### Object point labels
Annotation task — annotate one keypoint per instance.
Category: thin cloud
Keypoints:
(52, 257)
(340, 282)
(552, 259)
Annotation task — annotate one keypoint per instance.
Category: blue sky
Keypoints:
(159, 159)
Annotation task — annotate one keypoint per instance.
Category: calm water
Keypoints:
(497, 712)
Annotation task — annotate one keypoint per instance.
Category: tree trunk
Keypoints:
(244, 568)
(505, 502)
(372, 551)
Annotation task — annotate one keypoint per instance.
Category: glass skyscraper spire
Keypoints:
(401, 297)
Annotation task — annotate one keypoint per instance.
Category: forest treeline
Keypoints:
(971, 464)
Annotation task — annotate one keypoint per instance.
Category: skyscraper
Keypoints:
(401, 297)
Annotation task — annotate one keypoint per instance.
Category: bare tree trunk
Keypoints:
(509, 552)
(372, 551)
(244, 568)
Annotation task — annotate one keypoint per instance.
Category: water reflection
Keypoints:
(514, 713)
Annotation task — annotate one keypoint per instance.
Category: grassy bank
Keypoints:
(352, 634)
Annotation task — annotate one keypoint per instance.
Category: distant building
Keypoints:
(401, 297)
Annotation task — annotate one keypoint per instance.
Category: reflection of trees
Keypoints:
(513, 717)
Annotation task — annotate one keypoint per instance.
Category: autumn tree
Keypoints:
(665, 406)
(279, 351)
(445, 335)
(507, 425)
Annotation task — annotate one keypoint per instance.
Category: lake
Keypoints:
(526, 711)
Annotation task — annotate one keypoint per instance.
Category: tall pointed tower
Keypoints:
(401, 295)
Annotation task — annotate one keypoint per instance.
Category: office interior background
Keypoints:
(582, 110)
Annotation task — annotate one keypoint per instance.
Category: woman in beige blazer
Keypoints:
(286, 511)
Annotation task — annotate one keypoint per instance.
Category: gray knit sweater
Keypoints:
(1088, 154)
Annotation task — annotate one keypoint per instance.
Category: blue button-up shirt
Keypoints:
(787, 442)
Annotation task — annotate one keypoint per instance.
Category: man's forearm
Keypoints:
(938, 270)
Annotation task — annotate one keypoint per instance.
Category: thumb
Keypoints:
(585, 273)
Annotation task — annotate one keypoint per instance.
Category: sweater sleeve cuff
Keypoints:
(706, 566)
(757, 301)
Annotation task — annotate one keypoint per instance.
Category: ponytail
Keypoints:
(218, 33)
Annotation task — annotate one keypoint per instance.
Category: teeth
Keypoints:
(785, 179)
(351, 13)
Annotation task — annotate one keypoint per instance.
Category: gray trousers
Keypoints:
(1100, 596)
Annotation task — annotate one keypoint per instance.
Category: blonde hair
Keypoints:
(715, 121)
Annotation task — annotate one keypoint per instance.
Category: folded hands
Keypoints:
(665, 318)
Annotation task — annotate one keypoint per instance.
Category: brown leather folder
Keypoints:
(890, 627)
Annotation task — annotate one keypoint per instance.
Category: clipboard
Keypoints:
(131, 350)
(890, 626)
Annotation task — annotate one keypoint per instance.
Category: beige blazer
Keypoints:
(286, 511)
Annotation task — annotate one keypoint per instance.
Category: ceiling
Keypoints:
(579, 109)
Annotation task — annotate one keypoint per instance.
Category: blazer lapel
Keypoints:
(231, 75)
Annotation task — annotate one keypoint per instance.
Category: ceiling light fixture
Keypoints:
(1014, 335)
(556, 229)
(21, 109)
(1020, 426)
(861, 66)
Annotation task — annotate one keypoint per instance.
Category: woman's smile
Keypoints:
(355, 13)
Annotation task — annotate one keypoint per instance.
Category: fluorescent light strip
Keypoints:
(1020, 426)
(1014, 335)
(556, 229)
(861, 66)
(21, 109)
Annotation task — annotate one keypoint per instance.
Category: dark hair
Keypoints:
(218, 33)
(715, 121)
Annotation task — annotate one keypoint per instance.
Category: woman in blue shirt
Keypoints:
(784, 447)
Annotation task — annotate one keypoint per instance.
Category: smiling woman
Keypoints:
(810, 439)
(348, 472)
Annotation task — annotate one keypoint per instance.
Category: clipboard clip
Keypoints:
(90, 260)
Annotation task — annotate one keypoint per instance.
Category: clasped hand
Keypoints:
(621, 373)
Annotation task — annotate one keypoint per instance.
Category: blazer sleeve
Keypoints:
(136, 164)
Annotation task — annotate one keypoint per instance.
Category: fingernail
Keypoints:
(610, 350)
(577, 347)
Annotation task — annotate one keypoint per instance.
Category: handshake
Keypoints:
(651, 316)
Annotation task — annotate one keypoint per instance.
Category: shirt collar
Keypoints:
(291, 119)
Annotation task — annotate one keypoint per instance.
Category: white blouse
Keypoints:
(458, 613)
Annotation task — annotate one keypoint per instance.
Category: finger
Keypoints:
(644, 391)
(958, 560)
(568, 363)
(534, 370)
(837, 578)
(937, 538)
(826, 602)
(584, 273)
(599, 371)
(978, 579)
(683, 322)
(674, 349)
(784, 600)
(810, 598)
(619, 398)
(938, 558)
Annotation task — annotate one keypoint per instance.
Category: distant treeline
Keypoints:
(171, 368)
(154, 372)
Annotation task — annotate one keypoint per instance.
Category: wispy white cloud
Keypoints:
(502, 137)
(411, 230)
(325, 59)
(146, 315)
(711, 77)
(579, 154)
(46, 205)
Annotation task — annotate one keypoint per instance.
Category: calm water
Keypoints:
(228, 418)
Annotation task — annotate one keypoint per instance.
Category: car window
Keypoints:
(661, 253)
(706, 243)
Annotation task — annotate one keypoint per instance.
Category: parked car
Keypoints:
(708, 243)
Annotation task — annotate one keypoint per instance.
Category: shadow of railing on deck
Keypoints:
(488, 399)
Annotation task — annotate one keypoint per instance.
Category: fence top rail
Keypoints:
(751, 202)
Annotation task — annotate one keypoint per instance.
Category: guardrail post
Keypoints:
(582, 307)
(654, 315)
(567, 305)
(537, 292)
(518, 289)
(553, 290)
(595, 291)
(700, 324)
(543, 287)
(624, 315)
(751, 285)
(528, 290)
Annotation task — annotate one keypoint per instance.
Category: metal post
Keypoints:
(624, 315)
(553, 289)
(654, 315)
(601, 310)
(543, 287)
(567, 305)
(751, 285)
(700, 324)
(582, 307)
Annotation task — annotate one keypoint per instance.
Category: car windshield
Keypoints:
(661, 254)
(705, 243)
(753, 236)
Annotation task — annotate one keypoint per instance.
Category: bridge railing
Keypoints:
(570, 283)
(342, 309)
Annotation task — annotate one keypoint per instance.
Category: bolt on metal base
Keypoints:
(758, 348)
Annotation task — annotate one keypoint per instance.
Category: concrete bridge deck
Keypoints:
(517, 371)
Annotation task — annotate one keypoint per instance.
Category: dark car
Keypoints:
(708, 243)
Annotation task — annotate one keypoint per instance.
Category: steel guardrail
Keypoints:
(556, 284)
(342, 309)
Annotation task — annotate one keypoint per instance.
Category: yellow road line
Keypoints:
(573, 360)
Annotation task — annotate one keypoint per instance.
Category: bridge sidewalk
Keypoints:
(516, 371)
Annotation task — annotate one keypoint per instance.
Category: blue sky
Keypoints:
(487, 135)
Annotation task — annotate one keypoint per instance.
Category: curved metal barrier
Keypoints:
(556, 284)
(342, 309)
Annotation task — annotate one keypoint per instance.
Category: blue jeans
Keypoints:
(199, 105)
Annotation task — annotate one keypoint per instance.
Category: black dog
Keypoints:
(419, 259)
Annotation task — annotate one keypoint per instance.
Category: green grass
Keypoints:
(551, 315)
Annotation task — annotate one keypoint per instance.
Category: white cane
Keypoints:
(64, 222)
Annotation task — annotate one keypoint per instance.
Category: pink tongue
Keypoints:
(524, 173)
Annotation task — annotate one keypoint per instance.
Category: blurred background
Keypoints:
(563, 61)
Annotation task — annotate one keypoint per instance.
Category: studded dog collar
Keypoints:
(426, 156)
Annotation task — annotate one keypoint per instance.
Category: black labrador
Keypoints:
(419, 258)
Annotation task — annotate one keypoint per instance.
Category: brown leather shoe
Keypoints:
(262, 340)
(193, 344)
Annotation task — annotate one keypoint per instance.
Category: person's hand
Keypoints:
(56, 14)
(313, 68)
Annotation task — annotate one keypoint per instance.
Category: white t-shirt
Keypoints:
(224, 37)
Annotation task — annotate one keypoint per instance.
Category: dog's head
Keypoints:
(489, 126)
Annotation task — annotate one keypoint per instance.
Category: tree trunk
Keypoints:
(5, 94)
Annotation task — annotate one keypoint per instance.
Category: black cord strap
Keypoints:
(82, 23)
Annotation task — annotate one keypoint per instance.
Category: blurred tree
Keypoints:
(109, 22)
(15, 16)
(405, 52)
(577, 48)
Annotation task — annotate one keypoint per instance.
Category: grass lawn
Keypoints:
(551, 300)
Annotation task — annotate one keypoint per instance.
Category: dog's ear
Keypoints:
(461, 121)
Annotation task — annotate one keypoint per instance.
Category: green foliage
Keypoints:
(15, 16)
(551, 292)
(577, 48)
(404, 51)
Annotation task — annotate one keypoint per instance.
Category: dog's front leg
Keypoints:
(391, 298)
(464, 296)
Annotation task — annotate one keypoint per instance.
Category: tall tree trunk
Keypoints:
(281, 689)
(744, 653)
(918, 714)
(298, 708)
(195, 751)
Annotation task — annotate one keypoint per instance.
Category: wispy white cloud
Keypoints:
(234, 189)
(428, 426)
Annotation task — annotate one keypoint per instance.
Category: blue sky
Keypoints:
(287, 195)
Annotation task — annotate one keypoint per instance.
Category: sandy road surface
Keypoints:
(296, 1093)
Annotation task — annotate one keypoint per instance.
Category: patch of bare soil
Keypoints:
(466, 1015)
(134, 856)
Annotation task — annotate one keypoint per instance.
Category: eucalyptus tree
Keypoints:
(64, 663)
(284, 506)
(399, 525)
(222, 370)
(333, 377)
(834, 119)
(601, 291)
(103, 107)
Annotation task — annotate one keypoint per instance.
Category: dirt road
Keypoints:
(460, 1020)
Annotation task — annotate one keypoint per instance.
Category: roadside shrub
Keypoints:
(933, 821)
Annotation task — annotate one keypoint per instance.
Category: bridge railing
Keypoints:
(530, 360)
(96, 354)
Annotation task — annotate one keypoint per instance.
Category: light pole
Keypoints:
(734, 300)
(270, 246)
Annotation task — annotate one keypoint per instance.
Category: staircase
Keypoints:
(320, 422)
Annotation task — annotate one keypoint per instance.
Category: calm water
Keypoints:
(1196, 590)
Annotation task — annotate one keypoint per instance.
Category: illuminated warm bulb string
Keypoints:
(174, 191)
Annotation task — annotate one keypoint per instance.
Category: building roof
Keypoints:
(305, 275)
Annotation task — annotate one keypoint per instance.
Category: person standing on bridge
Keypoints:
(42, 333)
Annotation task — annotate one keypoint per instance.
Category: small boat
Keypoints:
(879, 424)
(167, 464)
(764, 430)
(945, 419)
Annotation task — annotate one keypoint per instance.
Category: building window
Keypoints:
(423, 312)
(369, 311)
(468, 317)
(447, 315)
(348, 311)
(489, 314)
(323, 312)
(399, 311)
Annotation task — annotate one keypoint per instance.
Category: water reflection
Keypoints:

### Given exercise
Which lines of the data above contain the word "gray"? Gather every one of them.

### Exercise response
Category: gray knit sweater
Category: gray trousers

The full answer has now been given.